*** Extracted data

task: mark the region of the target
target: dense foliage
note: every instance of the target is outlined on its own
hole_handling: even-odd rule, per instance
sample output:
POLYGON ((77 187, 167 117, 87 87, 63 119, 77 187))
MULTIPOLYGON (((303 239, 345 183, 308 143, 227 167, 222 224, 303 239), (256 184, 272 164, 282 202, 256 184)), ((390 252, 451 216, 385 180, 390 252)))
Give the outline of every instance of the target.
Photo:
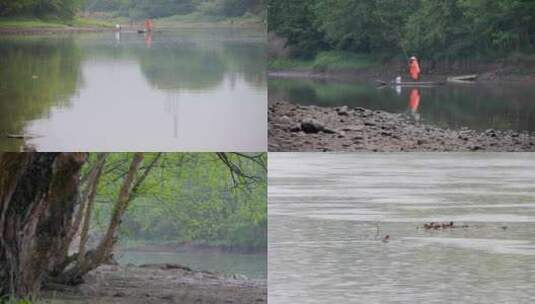
POLYGON ((0 17, 24 16, 71 19, 87 12, 114 12, 130 18, 166 17, 200 12, 205 15, 239 17, 261 14, 264 0, 0 0, 0 17))
MULTIPOLYGON (((129 154, 109 156, 95 209, 94 231, 105 228, 129 154)), ((148 154, 150 162, 156 154, 148 154)), ((265 155, 258 160, 265 162, 265 155)), ((211 153, 163 154, 139 189, 120 227, 123 241, 192 242, 239 249, 267 244, 266 172, 238 159, 254 179, 237 181, 211 153)))
POLYGON ((0 0, 0 16, 70 19, 83 0, 0 0))
POLYGON ((294 56, 321 50, 472 56, 535 46, 531 0, 268 0, 294 56))
POLYGON ((220 238, 227 219, 229 235, 252 231, 255 241, 267 230, 266 172, 265 153, 0 153, 0 298, 81 284, 112 257, 126 211, 142 199, 150 201, 138 221, 149 227, 169 220, 178 237, 220 238), (108 223, 95 229, 103 209, 108 223))
POLYGON ((86 0, 88 11, 114 11, 131 18, 166 17, 201 12, 238 17, 264 10, 263 0, 86 0))

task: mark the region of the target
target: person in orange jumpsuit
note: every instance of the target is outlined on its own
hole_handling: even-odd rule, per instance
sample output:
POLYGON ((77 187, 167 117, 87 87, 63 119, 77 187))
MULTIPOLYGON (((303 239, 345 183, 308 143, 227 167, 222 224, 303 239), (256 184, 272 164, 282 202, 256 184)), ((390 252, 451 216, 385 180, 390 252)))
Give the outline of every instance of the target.
POLYGON ((418 59, 414 56, 409 60, 409 74, 416 81, 420 79, 420 65, 418 64, 418 59))
POLYGON ((149 18, 145 21, 145 29, 147 32, 152 32, 152 19, 149 18))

******

[Exercise brief] An exact copy of the entries, minus the pictures, is what to return.

[Solution to the exercise]
task: mark the region of the target
target: dense foliage
note: every instance of the target is outlined on its own
hole_handling: even-odd rule, per instance
sample output:
POLYGON ((77 187, 167 117, 87 87, 63 119, 77 187))
MULTIPOLYGON (((303 239, 345 183, 308 143, 227 167, 222 224, 303 239), (256 184, 272 164, 282 202, 256 184)), ((390 252, 451 216, 385 180, 390 252)))
Give the outline of every instance of the target.
Photo:
POLYGON ((0 17, 24 16, 71 19, 87 12, 114 12, 130 18, 166 17, 200 12, 205 15, 239 17, 261 14, 264 0, 0 0, 0 17))
MULTIPOLYGON (((129 154, 109 156, 95 209, 94 231, 105 228, 129 154)), ((148 154, 150 162, 156 154, 148 154)), ((265 155, 258 160, 265 162, 265 155)), ((211 153, 163 154, 139 189, 120 227, 123 241, 192 242, 239 249, 267 244, 266 172, 238 159, 254 179, 237 181, 211 153)))
POLYGON ((0 0, 0 16, 70 19, 83 0, 0 0))
POLYGON ((294 56, 321 50, 472 56, 535 46, 531 0, 268 0, 294 56))
POLYGON ((220 238, 227 219, 229 235, 252 231, 255 241, 267 230, 266 172, 265 153, 0 153, 0 298, 81 284, 112 257, 126 211, 142 199, 150 201, 138 221, 149 227, 169 220, 178 237, 220 238), (108 223, 95 229, 103 209, 108 223))
POLYGON ((86 0, 88 11, 114 11, 131 18, 166 17, 201 12, 238 17, 264 10, 263 0, 86 0))

task: mark the region of the target
target: person in orange jumpsuit
note: every instance of the target is outlined on its own
hole_handling: even-odd rule, per instance
sample output:
POLYGON ((77 187, 167 117, 87 87, 63 119, 77 187))
MULTIPOLYGON (((303 239, 345 183, 308 143, 227 167, 222 224, 303 239), (256 184, 272 164, 282 202, 256 184)), ((390 252, 451 216, 385 180, 390 252)))
Give the outline of every instance of the target.
POLYGON ((418 59, 414 56, 409 60, 409 74, 416 81, 420 79, 420 65, 418 64, 418 59))
POLYGON ((149 18, 145 21, 145 29, 147 32, 152 32, 152 19, 149 18))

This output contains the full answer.